| Problem to work on |
Output the full listing exactly as written, with no pictures in it.

| Record extracts |

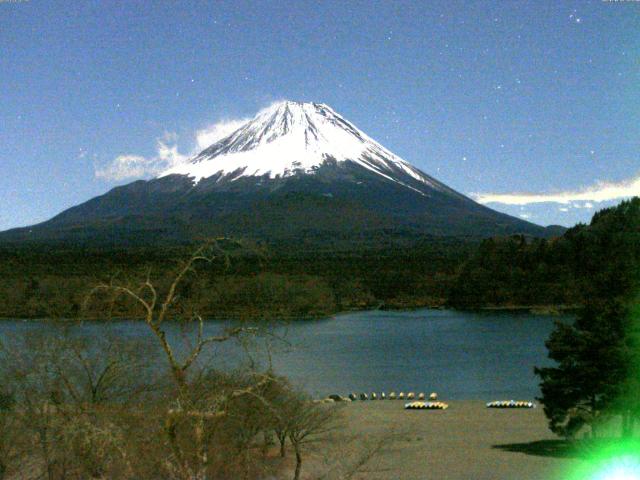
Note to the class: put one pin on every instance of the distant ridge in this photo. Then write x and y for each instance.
(296, 171)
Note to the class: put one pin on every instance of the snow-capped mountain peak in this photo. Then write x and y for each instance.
(291, 138)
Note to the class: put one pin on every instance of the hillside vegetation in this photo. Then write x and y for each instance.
(296, 281)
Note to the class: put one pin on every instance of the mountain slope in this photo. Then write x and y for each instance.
(295, 171)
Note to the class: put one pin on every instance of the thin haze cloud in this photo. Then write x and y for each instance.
(132, 166)
(601, 192)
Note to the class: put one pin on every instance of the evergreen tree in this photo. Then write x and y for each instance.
(597, 358)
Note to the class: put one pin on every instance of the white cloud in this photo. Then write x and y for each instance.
(132, 166)
(125, 167)
(601, 192)
(217, 131)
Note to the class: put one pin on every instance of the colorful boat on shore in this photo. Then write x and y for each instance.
(426, 406)
(510, 404)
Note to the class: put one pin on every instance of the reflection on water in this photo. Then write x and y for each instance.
(457, 354)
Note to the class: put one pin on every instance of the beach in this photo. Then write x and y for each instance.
(466, 441)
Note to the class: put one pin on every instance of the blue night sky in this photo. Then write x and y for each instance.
(537, 99)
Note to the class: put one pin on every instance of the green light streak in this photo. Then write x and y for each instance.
(615, 459)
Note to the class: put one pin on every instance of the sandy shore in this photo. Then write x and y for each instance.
(466, 441)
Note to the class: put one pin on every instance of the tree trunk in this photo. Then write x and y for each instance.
(283, 451)
(627, 424)
(296, 475)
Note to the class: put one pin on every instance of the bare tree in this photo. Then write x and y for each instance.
(195, 413)
(307, 422)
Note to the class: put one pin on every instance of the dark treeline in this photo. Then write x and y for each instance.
(305, 280)
(278, 281)
(562, 271)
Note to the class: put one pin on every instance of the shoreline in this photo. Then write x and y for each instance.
(533, 309)
(465, 441)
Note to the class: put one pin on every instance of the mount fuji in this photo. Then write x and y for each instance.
(295, 172)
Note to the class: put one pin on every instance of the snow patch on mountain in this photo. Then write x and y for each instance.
(289, 138)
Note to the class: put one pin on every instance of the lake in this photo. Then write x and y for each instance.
(460, 355)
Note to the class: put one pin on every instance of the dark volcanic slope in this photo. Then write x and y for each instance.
(284, 176)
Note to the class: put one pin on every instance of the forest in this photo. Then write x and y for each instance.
(302, 281)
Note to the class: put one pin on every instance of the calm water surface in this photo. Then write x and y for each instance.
(457, 354)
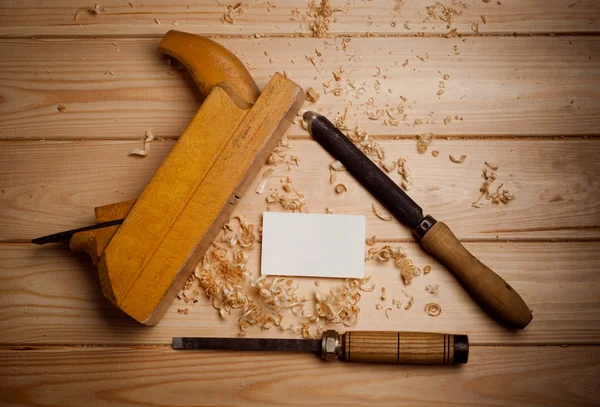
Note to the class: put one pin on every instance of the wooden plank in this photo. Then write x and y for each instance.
(52, 296)
(118, 88)
(515, 376)
(46, 187)
(34, 17)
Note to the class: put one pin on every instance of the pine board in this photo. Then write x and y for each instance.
(353, 17)
(515, 376)
(500, 86)
(52, 296)
(46, 187)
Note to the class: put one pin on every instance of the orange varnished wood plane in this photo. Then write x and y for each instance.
(146, 248)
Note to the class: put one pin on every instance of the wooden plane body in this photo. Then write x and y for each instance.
(144, 262)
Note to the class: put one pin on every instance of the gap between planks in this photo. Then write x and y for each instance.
(267, 36)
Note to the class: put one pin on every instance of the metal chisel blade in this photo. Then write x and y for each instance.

| Result of the task |
Note to the class: put one pin on every instance of the distant ridge in this photo. Then write x and y for each instance.
(296, 171)
Note to the class: put one pin on every instance of the snow-capped mountain peak in this photo. Then write x and y for each instance.
(291, 138)
Note to the class: put one pin on every instance of the hillside vegetation in this photo. Then write x and y for each instance.
(296, 281)
Note to the class: put one pin on every instance of the mountain slope in this photo. Then write x and y for each instance.
(295, 171)
Note to the class: put one pin on every instance of the thin haze cloud in this photo. Then write x and y for each instance.
(132, 166)
(601, 192)
Note to the class: put one pin on every instance of the evergreen tree in this photo. Then write x and y for each instance.
(597, 358)
Note to the class: put one pin on every instance of the white cloud in this photo. Then write x and y for each instance.
(132, 166)
(125, 167)
(601, 192)
(217, 131)
Note to the class: put one pin on every instance of the colorful boat on shore in this photo. Then write x and y for each instance.
(426, 406)
(510, 404)
Note to the class: put one pin on every instance of the reflection on water in this photo. Then write x and y for each instance.
(457, 354)
Note to the class: put one pin on every instance of the beach in this photo. Then write x and y for each instance.
(466, 441)
Note to the class: put one pin on every instance of the blue night sky in this photo. Then write x and y for each instance.
(537, 99)
Note to the class: put one pin on every instance of the green light streak in this photo. Then write x and y for each instance.
(615, 459)
Note to the class: put one pin on every instance of the sandy shore in this photo. Then write x and y for each instance.
(466, 441)
Note to the class: put one pin on every instance of the tree trunk in this photo. Then write x and y for each instance.
(283, 451)
(627, 424)
(296, 475)
Note to the class: put one pin on every instance of the bare tree in this photo. Then write x and y for each instance.
(195, 413)
(307, 422)
Note to the class: put one pin on every instance of the dark treeline in this photo. Then write x and y for each instance.
(305, 280)
(278, 281)
(562, 271)
Note to the class: put one pin on every instance of the shoreline in this photo. Then write x and y for each instance.
(533, 309)
(465, 441)
Note to the class: put one pin on every instance of the mount fuji in this photo. Then write x and y for each instance.
(295, 172)
Note to the class: put one pin on every instance of the snow patch on mountain in this photo. Then write x and y for each instance.
(289, 138)
Note to the class: put one pin on every instance of the lake in this photo. Then write x and y for each instance.
(460, 355)
Note to the class: put one pin on every instance of the dark volcanic slope in this photo. Then write x and y for each instance.
(284, 176)
Note to the class: put one pin on every instance of the forest in this photo. Then write x and y for each instance.
(302, 281)
Note to the class: put one pin on every instance of the calm water surface in this photo. Then write x and y for each instance.
(457, 354)
Note to the class: put one pin on every instance of the wooden plank in this photo. Then write x and y for each instance.
(52, 296)
(118, 88)
(515, 376)
(46, 187)
(34, 17)
Note to the class: put one pin on every instance of the pine board in this photo. Then write x and y for each instance.
(353, 17)
(515, 376)
(500, 86)
(52, 296)
(46, 187)
Note to the class: put one pin on every instance of the orange varnished wood plane in this photo. Then write x and y for each instance.
(146, 248)
Note to the class: put one pin on every instance of the wooden plane body in this photo. Then write x and y for each instance.
(144, 262)
Note to the class: put one pin on every instance of the gap between planks in this photo. Then write x and y for each instance.
(267, 36)
Note to the class: put one pin on every instance of the metal chisel blade in this photo. Then write x and y for each instance.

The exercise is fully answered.